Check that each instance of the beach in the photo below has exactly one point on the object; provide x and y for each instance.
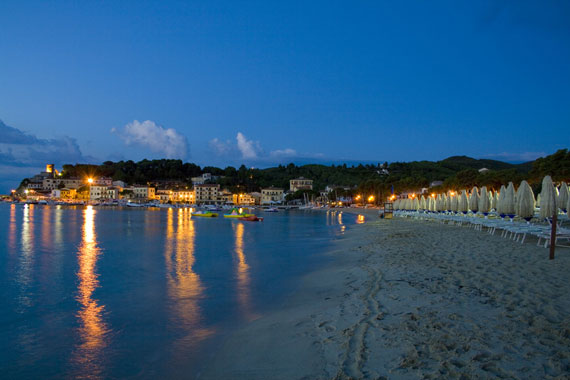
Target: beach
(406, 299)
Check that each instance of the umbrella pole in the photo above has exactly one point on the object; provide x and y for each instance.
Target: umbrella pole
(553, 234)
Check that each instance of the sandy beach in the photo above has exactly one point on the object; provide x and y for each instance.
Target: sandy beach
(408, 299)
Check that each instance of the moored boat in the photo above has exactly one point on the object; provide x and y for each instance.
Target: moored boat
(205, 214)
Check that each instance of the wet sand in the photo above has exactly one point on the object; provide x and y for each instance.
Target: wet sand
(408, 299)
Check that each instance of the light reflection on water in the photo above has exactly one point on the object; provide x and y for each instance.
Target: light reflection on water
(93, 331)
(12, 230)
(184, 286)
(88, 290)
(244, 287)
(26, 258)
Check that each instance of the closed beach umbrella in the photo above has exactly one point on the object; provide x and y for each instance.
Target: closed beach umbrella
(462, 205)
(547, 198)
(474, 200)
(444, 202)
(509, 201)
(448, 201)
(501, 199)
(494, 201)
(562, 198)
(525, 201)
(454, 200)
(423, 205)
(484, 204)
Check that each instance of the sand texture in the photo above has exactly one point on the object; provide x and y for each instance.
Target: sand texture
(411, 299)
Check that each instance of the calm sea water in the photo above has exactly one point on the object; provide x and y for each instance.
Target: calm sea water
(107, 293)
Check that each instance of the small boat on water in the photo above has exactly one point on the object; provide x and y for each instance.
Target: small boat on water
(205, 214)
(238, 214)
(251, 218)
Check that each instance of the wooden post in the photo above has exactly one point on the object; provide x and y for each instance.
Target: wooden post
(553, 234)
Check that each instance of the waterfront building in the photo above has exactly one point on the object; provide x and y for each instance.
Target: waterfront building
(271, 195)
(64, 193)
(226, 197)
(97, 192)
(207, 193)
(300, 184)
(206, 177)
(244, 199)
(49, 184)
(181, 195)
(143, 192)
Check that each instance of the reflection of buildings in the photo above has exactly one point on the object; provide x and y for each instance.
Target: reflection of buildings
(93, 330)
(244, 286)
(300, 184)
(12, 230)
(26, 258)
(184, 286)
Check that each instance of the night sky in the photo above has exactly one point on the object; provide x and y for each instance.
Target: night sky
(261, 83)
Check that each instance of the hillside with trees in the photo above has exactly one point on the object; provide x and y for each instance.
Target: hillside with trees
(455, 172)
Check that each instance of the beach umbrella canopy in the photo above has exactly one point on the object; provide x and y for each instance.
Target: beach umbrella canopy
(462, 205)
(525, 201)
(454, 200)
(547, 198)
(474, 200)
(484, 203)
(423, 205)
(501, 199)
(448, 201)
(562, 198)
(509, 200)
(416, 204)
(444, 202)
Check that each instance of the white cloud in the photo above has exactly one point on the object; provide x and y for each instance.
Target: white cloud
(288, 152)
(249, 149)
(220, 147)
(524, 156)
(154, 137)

________________________________________

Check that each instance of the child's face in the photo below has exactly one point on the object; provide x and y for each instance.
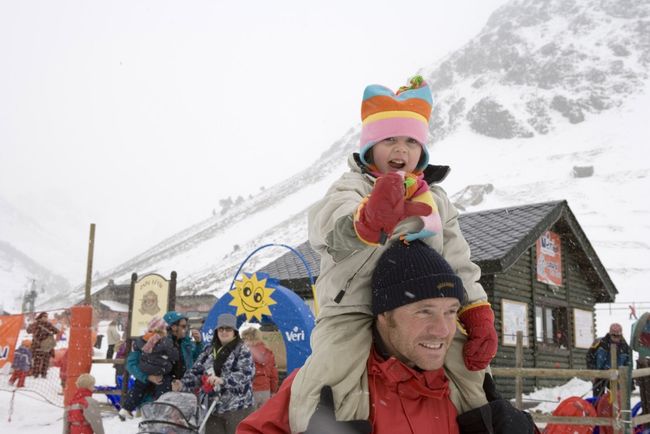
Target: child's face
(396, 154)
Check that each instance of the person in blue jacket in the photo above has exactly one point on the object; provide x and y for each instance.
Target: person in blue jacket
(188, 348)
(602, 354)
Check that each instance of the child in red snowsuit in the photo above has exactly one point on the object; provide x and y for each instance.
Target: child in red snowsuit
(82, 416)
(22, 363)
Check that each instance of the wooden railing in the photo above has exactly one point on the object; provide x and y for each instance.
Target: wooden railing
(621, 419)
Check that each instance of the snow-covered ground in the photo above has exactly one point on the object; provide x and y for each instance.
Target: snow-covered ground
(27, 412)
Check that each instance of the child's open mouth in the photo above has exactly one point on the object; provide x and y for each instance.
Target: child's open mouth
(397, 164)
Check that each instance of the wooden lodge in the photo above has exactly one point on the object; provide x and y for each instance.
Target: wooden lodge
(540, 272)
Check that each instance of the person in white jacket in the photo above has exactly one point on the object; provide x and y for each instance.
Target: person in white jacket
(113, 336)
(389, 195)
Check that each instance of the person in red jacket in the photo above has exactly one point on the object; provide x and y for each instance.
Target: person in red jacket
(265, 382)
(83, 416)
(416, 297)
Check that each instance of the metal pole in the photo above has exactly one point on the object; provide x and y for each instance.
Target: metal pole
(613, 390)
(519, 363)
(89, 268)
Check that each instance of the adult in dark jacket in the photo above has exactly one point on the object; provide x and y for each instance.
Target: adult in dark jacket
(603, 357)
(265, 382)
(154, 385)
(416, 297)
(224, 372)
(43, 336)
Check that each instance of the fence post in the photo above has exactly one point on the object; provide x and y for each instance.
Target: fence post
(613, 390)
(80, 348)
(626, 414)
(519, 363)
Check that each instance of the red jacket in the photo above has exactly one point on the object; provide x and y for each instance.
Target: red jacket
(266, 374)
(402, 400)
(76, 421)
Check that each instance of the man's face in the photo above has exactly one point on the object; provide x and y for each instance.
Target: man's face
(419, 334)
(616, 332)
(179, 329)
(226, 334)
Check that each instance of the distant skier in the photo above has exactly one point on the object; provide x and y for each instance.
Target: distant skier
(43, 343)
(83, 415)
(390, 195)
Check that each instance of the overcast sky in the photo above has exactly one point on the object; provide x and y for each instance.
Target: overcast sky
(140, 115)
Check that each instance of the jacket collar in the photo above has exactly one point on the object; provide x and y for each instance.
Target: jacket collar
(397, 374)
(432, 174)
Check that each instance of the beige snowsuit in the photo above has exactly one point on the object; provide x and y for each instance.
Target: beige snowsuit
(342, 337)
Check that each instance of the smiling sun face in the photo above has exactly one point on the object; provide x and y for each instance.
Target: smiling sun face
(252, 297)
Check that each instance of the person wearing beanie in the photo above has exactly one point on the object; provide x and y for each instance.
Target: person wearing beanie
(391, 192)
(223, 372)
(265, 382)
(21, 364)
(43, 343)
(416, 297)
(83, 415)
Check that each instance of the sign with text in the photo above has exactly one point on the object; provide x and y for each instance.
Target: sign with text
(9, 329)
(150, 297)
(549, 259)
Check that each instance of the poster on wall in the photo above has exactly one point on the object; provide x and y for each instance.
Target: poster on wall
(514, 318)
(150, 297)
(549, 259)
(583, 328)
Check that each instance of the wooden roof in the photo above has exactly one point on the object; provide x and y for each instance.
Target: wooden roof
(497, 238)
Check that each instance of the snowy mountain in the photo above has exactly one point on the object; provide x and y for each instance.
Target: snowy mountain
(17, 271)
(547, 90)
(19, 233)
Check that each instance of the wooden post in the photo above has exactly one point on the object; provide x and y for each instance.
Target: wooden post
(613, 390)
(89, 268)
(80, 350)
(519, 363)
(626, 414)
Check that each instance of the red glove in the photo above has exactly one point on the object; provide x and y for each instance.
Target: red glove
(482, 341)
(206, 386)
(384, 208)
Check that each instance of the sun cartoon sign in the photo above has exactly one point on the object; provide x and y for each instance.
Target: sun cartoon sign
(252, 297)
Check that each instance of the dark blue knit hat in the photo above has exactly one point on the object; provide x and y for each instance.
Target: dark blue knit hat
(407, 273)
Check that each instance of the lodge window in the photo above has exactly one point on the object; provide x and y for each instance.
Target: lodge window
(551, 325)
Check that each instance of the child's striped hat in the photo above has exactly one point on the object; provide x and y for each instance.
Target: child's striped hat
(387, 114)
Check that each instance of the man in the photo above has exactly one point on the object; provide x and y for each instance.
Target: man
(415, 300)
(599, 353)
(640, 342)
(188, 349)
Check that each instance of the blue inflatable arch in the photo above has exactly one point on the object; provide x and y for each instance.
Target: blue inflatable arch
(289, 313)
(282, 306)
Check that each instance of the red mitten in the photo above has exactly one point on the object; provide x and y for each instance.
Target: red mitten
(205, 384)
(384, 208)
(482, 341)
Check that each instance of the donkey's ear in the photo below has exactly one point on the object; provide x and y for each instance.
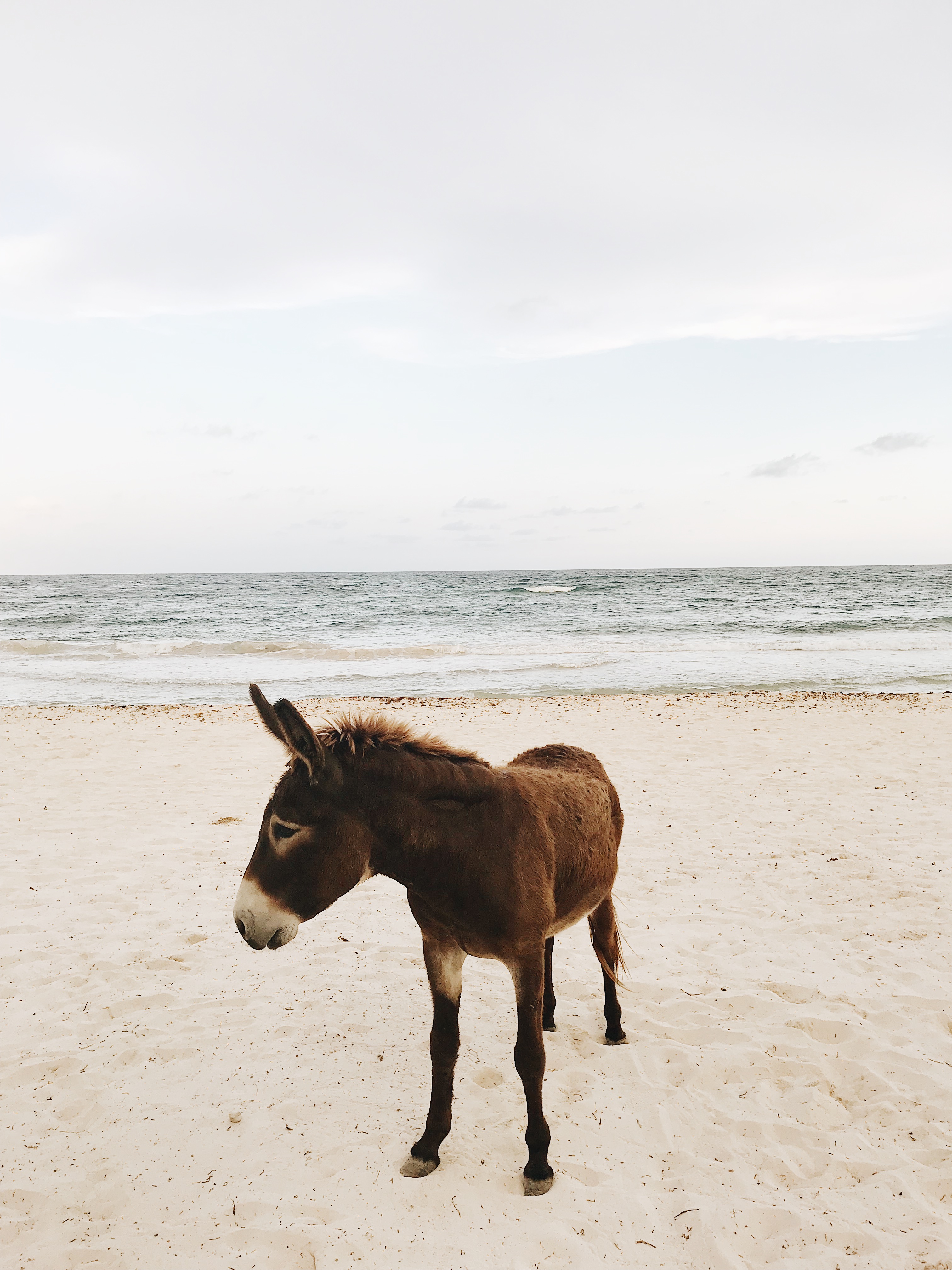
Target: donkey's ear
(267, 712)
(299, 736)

________________________________________

Show every line of the data that contains the string "white". Case counts.

Check that each instance of the white cloud in the photo above has exactly one point on the object; provide x and y for each instance.
Target: white cloud
Check that each instance of the person in white jacket in the photo above has exactly one point on the object; provide x and y for each instance.
Target: person in white jacket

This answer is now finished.